== PASSAGE TO READ

Lastly, in our test scenario, the flash and the letters are on the same viewing surface, which may not be the case in AR, especially for indoor environments and mixed indoor/outdoor environments such as cockpits. Binocular disparity is thought to aid in depth perception to at least 18 m [1]. Notably, adding a slight defocus to the background was reported to improve reading rate for transparent text, suggesting a possible way to mitigate the luminance limitations of additive displays [3]. Thus, the generalizability of our results may be limited to outdoor uses, where both the display and the environment are effectively at infinite distance (over 100 m, typical for dismounted warriors), and it would be worthwhile to investigate how low-contrast visibility and defocusing interact for search performance in HDR scenes.

Augmented reality is a promising tool to improve performance by synergizing human and machine capabilities. Current AR devices are descendants of VR technology, optimized for indoor settings and gaming. For AR to augment performance in outdoor settings, the limitations of AR display must be addressed.

One limitation of current AR displays is luminance dynamic range (up to about 1000 cd/m2) compared to outdoor scenes (0.001 cd/m2 at dusk to 108 cd/m2 during the day). This is because current AR devices have additive displays (bright icons) that are limited in their light output. Increasing the luminance range would consume exponentially more power. Conversely, a divisive display (transparency-reducing icons) would automatically match the background luminance range without requiring complex or powerful processing.

Another limitation of current AR is that, unlike indoor gaming experience, outdoor tasks such as AiTR require titration of visual salience so that labeled icons do not capture attention, reducing the availability of attentional resources across other parts of the scene, e.g., to detect unhighlighted targets that were missed by computer vision algorithms. Whereas additive displays are too salient at low scene luminance, invisible at high scene luminance, and would require complex calculations to titrate transparency and salience relative to the scene, a divisive display would automatically provide fine control of salience, because the icons’ luminance is relative to its background.

These potential benefits of divisive display AR (ddAR) motivated our investigation of the effect of luminance dynamics on low-contrast letter acuity. We were particularly interested in whether low-contrast letters would remain visible after a bright flash, because such luminance dynamics on the retinal image frequently occur when scanning a naturalistic scene (i.e., a luminance change or “flash” resulting from the gaze shifting from light-to-dark areas or across a bright area, not because of a physical flash in the environment). Our results suggest that visual acuity is resilient to large gaze-shift-induced luminance dynamics on the retina, indicating that icons such as target highlights may not need to be of high contrast to be visible during the visual search of outdoor and mixed indoor/outdoor scenes with HDR luminance.

The ability to adapt to changing light levels via pupillary constriction (the pupillary light reflex) declines with age [10] and is a predictor of eye disease [37]. Reports on brightness perception, luminance normalization, and contextual mechanisms hint that visual cortex may be able to partially compensate for this decline [8, 23, 41]. Our results show that visual acuity to low-contrast letters is mostly unaffected by strong flashes, for our subject pool ranging in age from 18 to 70 years old. We did not detect noticeable age-related differences in flash-induced changes in acuity, but our approach suggests a way to investigate this systematically in a larger and more elderly population.

====
== RECORDS SHOWN

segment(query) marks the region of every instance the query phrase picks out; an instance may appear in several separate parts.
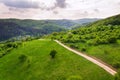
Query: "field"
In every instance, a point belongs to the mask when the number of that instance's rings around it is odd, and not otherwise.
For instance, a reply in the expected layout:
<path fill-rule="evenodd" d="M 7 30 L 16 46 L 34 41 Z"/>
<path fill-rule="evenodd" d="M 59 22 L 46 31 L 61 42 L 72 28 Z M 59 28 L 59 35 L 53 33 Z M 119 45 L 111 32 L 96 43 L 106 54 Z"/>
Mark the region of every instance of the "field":
<path fill-rule="evenodd" d="M 52 59 L 51 50 L 57 55 Z M 23 59 L 21 60 L 21 56 Z M 54 41 L 24 42 L 0 58 L 0 80 L 114 80 L 113 76 Z"/>

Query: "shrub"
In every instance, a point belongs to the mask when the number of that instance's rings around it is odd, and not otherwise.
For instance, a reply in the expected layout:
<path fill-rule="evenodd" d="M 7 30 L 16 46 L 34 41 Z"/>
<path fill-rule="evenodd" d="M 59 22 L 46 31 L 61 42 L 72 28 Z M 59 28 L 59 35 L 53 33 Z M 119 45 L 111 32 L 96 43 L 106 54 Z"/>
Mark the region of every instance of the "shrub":
<path fill-rule="evenodd" d="M 70 47 L 71 47 L 71 48 L 76 48 L 76 49 L 78 49 L 78 46 L 77 46 L 77 45 L 70 44 Z"/>
<path fill-rule="evenodd" d="M 18 58 L 19 58 L 20 62 L 25 62 L 27 60 L 27 56 L 24 54 L 20 55 Z"/>
<path fill-rule="evenodd" d="M 115 63 L 113 63 L 113 67 L 115 67 L 115 68 L 120 68 L 120 62 L 115 62 Z"/>
<path fill-rule="evenodd" d="M 56 54 L 57 54 L 57 51 L 56 51 L 56 50 L 51 50 L 50 56 L 51 56 L 52 59 L 55 58 L 55 55 L 56 55 Z"/>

====

WHAT YOU SHOULD DO.
Answer these questions about the passage on AR displays:
1. What is the upper luminance limit given for current AR displays?
2. What age range did the subject pool cover?
3. Up to what distance is binocular disparity thought to aid depth perception?
Answer from the text alone.

OUTPUT.
1. About 1000 cd/m2.
2. From 18 to 70 years old.
3. At least 18 m.